Consignes:
a: Selon le texte sur la marge brute, que doit posséder l’entreprise pour empêcher un concurrent de lui prendre des parts de marché ? Relevez chacun de ces atouts.
b: Recopiez le texte sur la marge brute en partant des mots « Un business non » et en vous arrêtant après « à Warren Buffett. ».

Texte:
____________

Bien entendu, une marge brute élevée attire la concurrence. D’autres entreprises vont tenter, tôt ou tard, de conquérir ce qui se présente comme un marché très juteux. C’est là où la stabilité de la marge dans le temps est capitale. Une marge brute qui se maintient à des niveaux élevés depuis des années est le signe d’une entreprise qui résiste à la concurrence. Elle est sans doute dotée d’une sorte d’un avantage concurrentiel pour résister ainsi à une concurrence qui a forcément essayé de l’imiter2Voir ce sens : « What Gross Margins Can Tell You About a Company’s Economic Moat », oldschoolvalue.com.
Un business non réplicable
Pour que le plan se déroule sans accroc, la concurrence doit être tenue à distance aussi loin que possible. L’entreprise doit avoir un savoir-faire, une marque ou une renommée qui interdit à un concurrent de lui prendre des parts de marchés. Il ne doit pas être possible de faire la même chose en moins cher. C’est le fameux moat de protection cher à Warren Buffett.

____________

Extrait des données:
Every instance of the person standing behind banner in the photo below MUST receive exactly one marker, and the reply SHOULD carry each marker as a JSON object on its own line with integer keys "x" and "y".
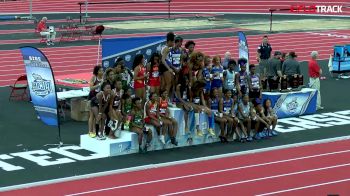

____________

Corrigé:
a: un savoir-faire, une marque, une renommée

b:
Un business non réplicable
Pour que le plan se déroule sans accroc, la concurrence doit être tenue à distance aussi loin que possible. L’entreprise doit avoir un savoir-faire, une marque ou une renommée qui interdit à un concurrent de lui prendre des parts de marchés. Il ne doit pas être possible de faire la même chose en moins cher. C’est le fameux moat de protection cher à Warren Buffett.